**Exercise requirements**
Render every line of the listing below as a JSON array of strings, one string per line, leaving out any blank lines.

------------------------

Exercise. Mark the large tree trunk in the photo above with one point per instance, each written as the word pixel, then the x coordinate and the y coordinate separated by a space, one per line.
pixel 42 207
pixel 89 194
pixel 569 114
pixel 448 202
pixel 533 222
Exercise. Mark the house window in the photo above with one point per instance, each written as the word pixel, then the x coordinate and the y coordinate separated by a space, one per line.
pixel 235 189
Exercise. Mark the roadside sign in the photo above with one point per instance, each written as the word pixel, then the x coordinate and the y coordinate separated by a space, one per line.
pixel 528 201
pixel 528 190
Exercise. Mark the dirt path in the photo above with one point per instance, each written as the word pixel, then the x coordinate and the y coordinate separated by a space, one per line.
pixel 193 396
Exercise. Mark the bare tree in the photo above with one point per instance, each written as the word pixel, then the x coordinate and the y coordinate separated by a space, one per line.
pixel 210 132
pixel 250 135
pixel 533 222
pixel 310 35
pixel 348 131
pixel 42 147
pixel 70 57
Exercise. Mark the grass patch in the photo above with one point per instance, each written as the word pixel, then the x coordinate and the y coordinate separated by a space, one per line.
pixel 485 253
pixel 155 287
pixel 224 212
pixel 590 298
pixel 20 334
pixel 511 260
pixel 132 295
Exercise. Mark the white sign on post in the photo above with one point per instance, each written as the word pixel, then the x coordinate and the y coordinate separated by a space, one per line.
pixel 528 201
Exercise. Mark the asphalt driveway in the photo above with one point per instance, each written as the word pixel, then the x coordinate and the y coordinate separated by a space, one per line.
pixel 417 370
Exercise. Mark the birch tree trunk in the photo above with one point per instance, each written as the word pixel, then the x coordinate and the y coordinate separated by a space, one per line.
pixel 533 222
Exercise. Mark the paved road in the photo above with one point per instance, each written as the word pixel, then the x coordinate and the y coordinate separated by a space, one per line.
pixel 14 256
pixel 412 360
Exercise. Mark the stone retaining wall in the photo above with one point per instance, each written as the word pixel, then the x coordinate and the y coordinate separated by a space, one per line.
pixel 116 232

------------------------

**Full output**
[
  "Exercise. Mark the large tree trunk in the photo above with one point per instance, each written as the word pixel, then the x coordinate and the y coordinate separated by a space, one per line.",
  "pixel 42 207",
  "pixel 89 194",
  "pixel 569 114",
  "pixel 448 202",
  "pixel 533 222",
  "Exercise. Mark the house window in the photo above with one point per instance, each written as the word pixel, then the x coordinate and the y coordinate separated by a space, one per line.",
  "pixel 235 189",
  "Exercise. Mark the roadside sign in the photo above with one point per instance, each written as the word pixel, then the x coordinate and the y coordinate separated by a space, one per line.",
  "pixel 528 201",
  "pixel 528 190",
  "Exercise. Mark the dirt path in the photo above with one point per instance, each written as the word pixel, then the x coordinate and the y coordinate separated by a space, one per line.",
  "pixel 193 396",
  "Exercise. Mark the bare tree in the photo above with one point per instance, each written as the word pixel, then the x coordinate and the y coordinate separated by a space, one per line.",
  "pixel 210 132",
  "pixel 250 135",
  "pixel 533 222",
  "pixel 310 35",
  "pixel 348 131",
  "pixel 42 147",
  "pixel 70 57",
  "Exercise. Mark the grass patch in the photo above with one point per instance, each written as the word pixel, then the x coordinate and the y coordinate separated by a space, one per line.",
  "pixel 485 253",
  "pixel 155 287",
  "pixel 224 212",
  "pixel 590 298",
  "pixel 20 334",
  "pixel 511 260",
  "pixel 132 295",
  "Exercise. Mark the white sign on post in the photo above with one point per instance, each written as the word pixel, then the x coordinate and the y coordinate separated by a space, one per line.",
  "pixel 528 201",
  "Exercise. Mark the asphalt driveway in the photo above with one point per instance, each written as the word pixel, then the x coordinate and the y coordinate separated by a space, one per line.",
  "pixel 417 370",
  "Exercise. Mark the birch tree trunk in the photo above with one point per instance, each written as the word pixel, then the x coordinate and the y coordinate separated by a space, one per line.",
  "pixel 533 222",
  "Exercise. Mark the paved road in the photo above with one point per instance, each written as the word pixel, then the x coordinate and the y coordinate separated by a space, one per line.",
  "pixel 14 256",
  "pixel 412 360",
  "Exercise. Mark the stone retaining wall in the photo above with one point per instance, each written as the word pixel, then the x coordinate and the y coordinate separated by a space, one per line.",
  "pixel 116 232"
]